__Work instruction__. The expected output is the complete listing, unchanged.
>>>
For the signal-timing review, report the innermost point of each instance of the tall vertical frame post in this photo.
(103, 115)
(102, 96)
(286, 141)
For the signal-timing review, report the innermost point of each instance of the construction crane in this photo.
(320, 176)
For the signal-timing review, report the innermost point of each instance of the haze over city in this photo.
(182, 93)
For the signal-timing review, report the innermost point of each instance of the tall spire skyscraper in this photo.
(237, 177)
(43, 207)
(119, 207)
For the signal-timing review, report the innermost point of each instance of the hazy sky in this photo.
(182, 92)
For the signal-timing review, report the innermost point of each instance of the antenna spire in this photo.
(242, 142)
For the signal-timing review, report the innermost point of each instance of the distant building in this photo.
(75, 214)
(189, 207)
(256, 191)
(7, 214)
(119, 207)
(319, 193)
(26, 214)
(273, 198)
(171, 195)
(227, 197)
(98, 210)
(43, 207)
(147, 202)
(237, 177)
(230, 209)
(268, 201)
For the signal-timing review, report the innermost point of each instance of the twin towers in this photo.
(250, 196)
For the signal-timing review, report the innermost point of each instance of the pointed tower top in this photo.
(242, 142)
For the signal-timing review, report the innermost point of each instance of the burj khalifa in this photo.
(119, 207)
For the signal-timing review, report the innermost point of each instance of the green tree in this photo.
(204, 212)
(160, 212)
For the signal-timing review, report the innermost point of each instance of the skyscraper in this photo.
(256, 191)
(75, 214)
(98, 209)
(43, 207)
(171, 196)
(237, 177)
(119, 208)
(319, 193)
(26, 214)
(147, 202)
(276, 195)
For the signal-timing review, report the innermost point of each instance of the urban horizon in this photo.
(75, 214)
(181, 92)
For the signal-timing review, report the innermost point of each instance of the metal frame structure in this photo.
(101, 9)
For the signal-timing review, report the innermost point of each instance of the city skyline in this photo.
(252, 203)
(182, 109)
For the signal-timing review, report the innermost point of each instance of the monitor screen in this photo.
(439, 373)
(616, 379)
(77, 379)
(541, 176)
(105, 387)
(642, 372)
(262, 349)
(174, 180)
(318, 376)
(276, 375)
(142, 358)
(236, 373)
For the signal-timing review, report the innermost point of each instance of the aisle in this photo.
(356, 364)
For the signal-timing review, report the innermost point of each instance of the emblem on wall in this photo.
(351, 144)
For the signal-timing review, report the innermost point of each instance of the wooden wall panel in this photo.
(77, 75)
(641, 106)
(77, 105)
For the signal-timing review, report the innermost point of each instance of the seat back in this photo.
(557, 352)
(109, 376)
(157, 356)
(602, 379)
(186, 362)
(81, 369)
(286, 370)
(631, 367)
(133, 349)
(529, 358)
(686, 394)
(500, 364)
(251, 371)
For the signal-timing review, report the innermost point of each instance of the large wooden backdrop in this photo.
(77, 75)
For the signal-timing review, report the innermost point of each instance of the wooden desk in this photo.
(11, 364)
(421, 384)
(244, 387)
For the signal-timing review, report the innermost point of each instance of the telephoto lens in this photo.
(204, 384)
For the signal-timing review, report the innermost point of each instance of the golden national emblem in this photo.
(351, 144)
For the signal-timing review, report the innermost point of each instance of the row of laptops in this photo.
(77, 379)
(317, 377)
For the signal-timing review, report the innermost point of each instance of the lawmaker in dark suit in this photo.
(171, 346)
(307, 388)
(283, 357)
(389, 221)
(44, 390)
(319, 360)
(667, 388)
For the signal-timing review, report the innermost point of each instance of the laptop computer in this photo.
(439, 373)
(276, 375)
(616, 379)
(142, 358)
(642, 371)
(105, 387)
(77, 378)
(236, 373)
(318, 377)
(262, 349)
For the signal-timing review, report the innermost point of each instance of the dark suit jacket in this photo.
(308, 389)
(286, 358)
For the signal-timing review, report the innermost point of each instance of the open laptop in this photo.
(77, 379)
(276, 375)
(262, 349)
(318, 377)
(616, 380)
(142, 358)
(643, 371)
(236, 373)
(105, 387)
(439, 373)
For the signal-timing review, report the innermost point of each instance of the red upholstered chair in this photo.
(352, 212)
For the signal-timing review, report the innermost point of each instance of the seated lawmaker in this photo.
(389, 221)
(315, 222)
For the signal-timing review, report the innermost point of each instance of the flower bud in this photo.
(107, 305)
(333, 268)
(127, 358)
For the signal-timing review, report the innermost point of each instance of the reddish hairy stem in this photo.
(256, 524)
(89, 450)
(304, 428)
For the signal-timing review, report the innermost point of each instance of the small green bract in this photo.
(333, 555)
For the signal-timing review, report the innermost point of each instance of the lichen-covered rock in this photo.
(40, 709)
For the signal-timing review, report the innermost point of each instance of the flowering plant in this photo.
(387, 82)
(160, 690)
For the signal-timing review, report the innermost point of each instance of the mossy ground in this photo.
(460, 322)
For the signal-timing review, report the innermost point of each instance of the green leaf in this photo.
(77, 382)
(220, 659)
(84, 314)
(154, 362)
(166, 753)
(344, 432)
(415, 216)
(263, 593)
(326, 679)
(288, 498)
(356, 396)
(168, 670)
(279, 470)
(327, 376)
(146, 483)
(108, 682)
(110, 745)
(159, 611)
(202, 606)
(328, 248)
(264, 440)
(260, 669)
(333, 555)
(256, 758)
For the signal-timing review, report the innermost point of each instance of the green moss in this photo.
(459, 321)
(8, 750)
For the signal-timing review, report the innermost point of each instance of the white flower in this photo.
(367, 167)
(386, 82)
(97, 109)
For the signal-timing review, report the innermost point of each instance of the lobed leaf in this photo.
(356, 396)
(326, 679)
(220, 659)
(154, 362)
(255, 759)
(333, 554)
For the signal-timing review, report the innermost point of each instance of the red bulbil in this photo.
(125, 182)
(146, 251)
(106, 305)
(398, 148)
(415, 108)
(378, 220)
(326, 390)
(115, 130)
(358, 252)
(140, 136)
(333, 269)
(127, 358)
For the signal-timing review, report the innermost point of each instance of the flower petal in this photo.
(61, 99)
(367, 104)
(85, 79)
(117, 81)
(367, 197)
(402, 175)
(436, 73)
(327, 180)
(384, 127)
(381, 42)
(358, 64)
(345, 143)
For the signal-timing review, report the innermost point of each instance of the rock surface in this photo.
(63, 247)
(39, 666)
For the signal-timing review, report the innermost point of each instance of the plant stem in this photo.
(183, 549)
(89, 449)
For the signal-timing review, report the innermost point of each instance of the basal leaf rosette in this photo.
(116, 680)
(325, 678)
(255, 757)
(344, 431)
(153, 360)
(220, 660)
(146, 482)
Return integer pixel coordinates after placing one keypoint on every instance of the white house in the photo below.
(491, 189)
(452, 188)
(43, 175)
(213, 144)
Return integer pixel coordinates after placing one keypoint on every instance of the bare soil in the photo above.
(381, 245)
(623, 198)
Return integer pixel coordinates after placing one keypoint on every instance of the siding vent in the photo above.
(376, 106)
<<<
__Task result__.
For the signal-timing review, report the innermost point of each instance of the tall vertical frame post in this photo.
(103, 115)
(102, 96)
(286, 141)
For the signal-timing review, report the innermost point of each instance of the construction crane in this photo.
(320, 176)
For the signal-timing review, report the innermost point of each instance of the haze over city in this photo.
(182, 93)
For the signal-timing review, report the innermost point of each instance of the tall spire skyscraper in this photo.
(237, 177)
(43, 207)
(119, 207)
For the signal-timing review, report the innermost point of each instance of the hazy sky in this photo.
(182, 92)
For the signal-timing review, report the innermost point of each instance of the antenna spire in this photo.
(242, 142)
For the signal-timing review, report the innermost point of each instance of the distant building in this photo.
(75, 214)
(189, 207)
(256, 191)
(7, 214)
(119, 207)
(319, 193)
(26, 214)
(273, 198)
(171, 195)
(227, 197)
(98, 210)
(43, 207)
(147, 202)
(237, 177)
(230, 209)
(268, 201)
For the signal-timing review, report the innermost point of each instance of the twin towers in this photo.
(250, 196)
For the signal-timing review, report the innermost point of each instance of the pointed tower top in this photo.
(242, 142)
For the signal-timing review, report the innermost point of each instance of the burj khalifa in this photo.
(119, 207)
For the signal-timing review, report the innermost point of each instance of the green tree in this photo.
(204, 212)
(160, 212)
For the signal-timing review, report the innermost point of each instance of the skyscraper in this photo.
(256, 191)
(75, 214)
(98, 209)
(43, 207)
(171, 196)
(237, 177)
(119, 208)
(319, 193)
(26, 214)
(147, 202)
(276, 195)
For the signal-timing review, report the innermost point of each instance of the urban horizon in this photo.
(75, 214)
(181, 92)
For the signal-timing review, report the innermost point of each instance of the metal frame structure in this photo.
(101, 9)
For the signal-timing review, report the innermost point of each instance of the city skyline in this photo.
(252, 203)
(182, 109)
For the signal-timing review, report the innermost point of each instance of the monitor screen in this photo.
(439, 373)
(616, 379)
(77, 379)
(541, 176)
(105, 387)
(642, 372)
(262, 349)
(174, 180)
(318, 376)
(276, 375)
(142, 358)
(236, 373)
For the signal-timing review, report the innermost point of each instance of the aisle in this photo.
(356, 364)
For the signal-timing review, report the innermost point of each instance of the emblem on wall in this photo.
(351, 144)
For the signal-timing review, report the innermost point of each instance of the wooden wall panel in this photo.
(77, 75)
(641, 106)
(77, 105)
For the signal-timing review, report the innermost point of each instance of the seat back in this photo.
(557, 352)
(109, 376)
(157, 356)
(602, 379)
(186, 362)
(81, 369)
(286, 370)
(631, 367)
(133, 349)
(529, 358)
(686, 394)
(500, 364)
(251, 371)
For the signal-timing review, report the innermost point of each instance of the large wooden backdrop in this photo.
(77, 75)
For the signal-timing review, report the innermost point of each instance of the wooden desk in this photo.
(11, 364)
(421, 384)
(244, 387)
For the signal-timing review, report the innermost point of each instance of the telephoto lens in this photo.
(204, 384)
For the signal-timing review, report the innermost point of each instance of the golden national emblem in this photo.
(351, 144)
For the signal-timing review, report the innermost point of each instance of the row of laptops in this photo.
(77, 379)
(317, 377)
For the signal-timing review, report the innermost point of each instance of the lawmaker in dark suit in this photo.
(171, 346)
(307, 388)
(283, 357)
(389, 221)
(44, 390)
(319, 360)
(667, 388)
For the signal-timing review, report the innermost point of each instance of the laptop computer in this photo.
(439, 373)
(276, 375)
(616, 379)
(142, 358)
(642, 371)
(105, 387)
(77, 378)
(236, 373)
(318, 377)
(262, 349)
For the signal-timing review, report the innermost point of each instance of the dark suit jacket in this photo.
(308, 389)
(286, 358)
For the signal-timing review, report the innermost point of each instance of the open laptop in this photo.
(77, 379)
(276, 375)
(262, 349)
(318, 377)
(616, 380)
(142, 358)
(643, 371)
(236, 373)
(105, 387)
(439, 373)
For the signal-timing review, report the innermost point of each instance of the red upholstered chair in this photo.
(352, 212)
For the signal-timing review, report the innermost point of each instance of the seated lawmaker in this photo.
(389, 221)
(315, 222)
For the signal-timing review, report the innermost point of each instance of the flower bud in this photo.
(107, 305)
(333, 268)
(127, 358)
For the signal-timing review, report the innermost point of each instance of the reddish hairy stem in this photo.
(256, 524)
(89, 450)
(304, 428)
For the signal-timing review, report the innermost point of each instance of the small green bract in this photo.
(333, 555)
For the signal-timing review, report the innermost point of each instance of the lichen-covered rock in this photo.
(40, 709)
For the signal-timing review, report the innermost point of each instance of the flowering plant in this photo.
(387, 82)
(160, 690)
For the signal-timing review, report the innermost point of each instance of the mossy ground in this photo.
(460, 322)
For the signal-timing review, report the innermost point of each instance of the green leaf in this photo.
(77, 382)
(220, 659)
(84, 314)
(154, 362)
(166, 753)
(344, 432)
(415, 216)
(263, 593)
(326, 679)
(288, 498)
(356, 396)
(168, 670)
(279, 470)
(327, 376)
(146, 483)
(108, 682)
(110, 745)
(159, 611)
(202, 606)
(328, 248)
(264, 440)
(260, 669)
(333, 555)
(256, 758)
For the signal-timing review, report the innermost point of each instance of the green moss in this photo.
(459, 321)
(8, 750)
For the signal-timing review, report the innermost point of each instance of the white flower in this photo.
(367, 167)
(386, 82)
(97, 109)
For the signal-timing review, report the innermost point of each instance of the lobed leaf in this photo.
(356, 396)
(326, 679)
(220, 659)
(154, 362)
(255, 759)
(333, 554)
For the signal-timing review, report the innermost point of each instance of the red bulbil in this photo.
(125, 182)
(146, 251)
(106, 305)
(398, 148)
(415, 108)
(378, 220)
(326, 390)
(115, 130)
(358, 252)
(140, 136)
(333, 269)
(127, 358)
For the signal-timing review, report the innermost point of each instance of the flower petal in this photo.
(61, 99)
(367, 104)
(85, 79)
(117, 81)
(367, 197)
(402, 175)
(436, 73)
(327, 180)
(384, 127)
(381, 42)
(358, 64)
(345, 143)
For the signal-timing review, report the innermost point of each instance of the rock surface in this photo.
(63, 247)
(39, 666)
For the signal-timing review, report the innermost point of each instance of the plant stem in this photo.
(183, 549)
(89, 449)
For the signal-timing review, report the innermost point of each instance of the basal leaf rosette in this photo.
(116, 680)
(325, 678)
(255, 757)
(344, 431)
(153, 360)
(220, 660)
(146, 482)
Return integer pixel coordinates after placing one keypoint on every instance of the white house in the photo below.
(491, 189)
(452, 188)
(43, 175)
(213, 144)
Return integer pixel coordinates after placing one keypoint on every instance of the bare soil in the photo above.
(381, 245)
(623, 198)
Return integer pixel coordinates after placing one keypoint on every instance of the siding vent in the photo above.
(376, 106)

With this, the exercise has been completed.